- [Stated task]: Rewrite the data below from the line containing "Point out the green scaly" through the end of the data, requests included, and shift every answer coordinate up by 33. Leave the sample coordinates in the requests unchanged, and omit the pictures.
* * * * *
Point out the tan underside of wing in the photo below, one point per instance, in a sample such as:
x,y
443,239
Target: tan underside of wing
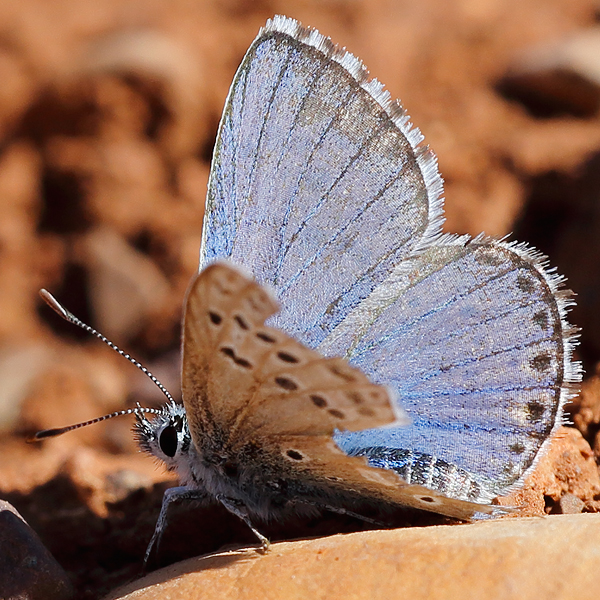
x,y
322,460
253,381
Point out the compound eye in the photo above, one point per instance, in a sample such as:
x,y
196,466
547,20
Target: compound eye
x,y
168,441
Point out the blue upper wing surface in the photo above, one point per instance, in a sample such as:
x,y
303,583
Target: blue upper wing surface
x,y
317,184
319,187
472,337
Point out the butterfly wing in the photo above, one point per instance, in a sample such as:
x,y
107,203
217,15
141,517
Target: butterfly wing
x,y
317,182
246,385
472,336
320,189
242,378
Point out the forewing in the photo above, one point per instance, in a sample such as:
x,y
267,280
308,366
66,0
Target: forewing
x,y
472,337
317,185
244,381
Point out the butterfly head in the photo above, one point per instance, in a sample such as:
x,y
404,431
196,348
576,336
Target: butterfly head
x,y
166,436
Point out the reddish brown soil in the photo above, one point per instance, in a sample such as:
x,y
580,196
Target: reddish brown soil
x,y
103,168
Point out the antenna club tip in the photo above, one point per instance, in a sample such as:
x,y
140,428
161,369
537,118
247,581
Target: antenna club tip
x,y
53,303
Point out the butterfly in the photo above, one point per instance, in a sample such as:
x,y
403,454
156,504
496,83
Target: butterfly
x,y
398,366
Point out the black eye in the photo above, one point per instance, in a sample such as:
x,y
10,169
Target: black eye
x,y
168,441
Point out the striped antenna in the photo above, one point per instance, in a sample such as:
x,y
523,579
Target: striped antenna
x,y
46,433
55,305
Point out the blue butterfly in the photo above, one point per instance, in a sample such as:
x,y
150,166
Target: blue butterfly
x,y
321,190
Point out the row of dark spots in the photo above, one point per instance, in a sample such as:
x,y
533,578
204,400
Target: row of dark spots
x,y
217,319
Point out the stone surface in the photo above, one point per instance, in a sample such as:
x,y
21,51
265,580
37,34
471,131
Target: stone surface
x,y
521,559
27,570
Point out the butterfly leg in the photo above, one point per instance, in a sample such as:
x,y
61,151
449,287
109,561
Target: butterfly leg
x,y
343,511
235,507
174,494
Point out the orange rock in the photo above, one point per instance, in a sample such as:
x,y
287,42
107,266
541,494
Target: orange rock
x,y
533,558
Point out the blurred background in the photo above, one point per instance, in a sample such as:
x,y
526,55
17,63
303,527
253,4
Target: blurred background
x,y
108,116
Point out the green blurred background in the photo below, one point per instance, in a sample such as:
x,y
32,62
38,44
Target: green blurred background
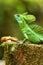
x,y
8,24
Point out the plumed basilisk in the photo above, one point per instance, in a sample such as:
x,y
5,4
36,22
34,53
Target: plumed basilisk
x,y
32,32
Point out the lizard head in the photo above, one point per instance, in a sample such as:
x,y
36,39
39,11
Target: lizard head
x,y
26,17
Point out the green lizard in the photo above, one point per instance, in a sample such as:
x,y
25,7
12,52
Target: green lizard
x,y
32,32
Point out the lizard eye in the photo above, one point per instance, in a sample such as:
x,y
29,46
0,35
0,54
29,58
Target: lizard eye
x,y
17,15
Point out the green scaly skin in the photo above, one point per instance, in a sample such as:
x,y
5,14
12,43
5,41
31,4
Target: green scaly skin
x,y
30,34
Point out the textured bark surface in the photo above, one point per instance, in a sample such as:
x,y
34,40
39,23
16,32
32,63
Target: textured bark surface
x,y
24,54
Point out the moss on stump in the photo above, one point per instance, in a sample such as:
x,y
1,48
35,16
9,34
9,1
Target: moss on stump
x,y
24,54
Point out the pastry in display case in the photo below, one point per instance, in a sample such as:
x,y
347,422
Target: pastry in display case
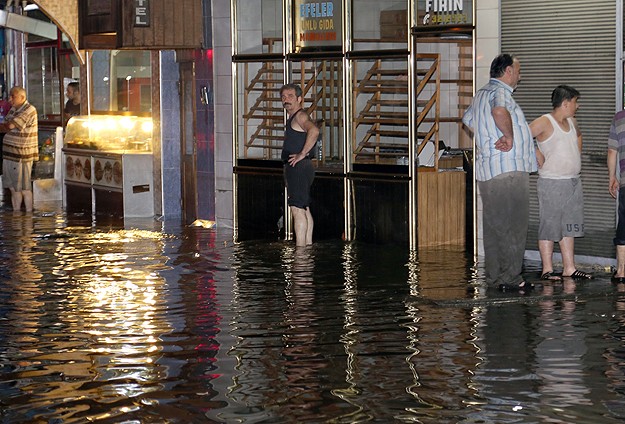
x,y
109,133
* * * * *
- [Exercise result]:
Point out the green scaly skin in the photo above, one point per instance, in a sample such as:
x,y
5,14
12,43
5,41
31,4
Target: green scaly skin
x,y
63,67
Point out the textured bark surface in the photo above, one point per instance, in a sample such as:
x,y
34,40
39,23
16,32
32,63
Target: textured bark surface
x,y
57,87
Point out the moss on stump in the photo above, one point per instance, in a sample such as:
x,y
1,48
35,16
9,34
9,1
Target: moss on stump
x,y
57,87
Point out the pastry in display case in the photo below, one point per instance, in a sample such as:
x,y
347,422
Target: pastry in display case
x,y
142,166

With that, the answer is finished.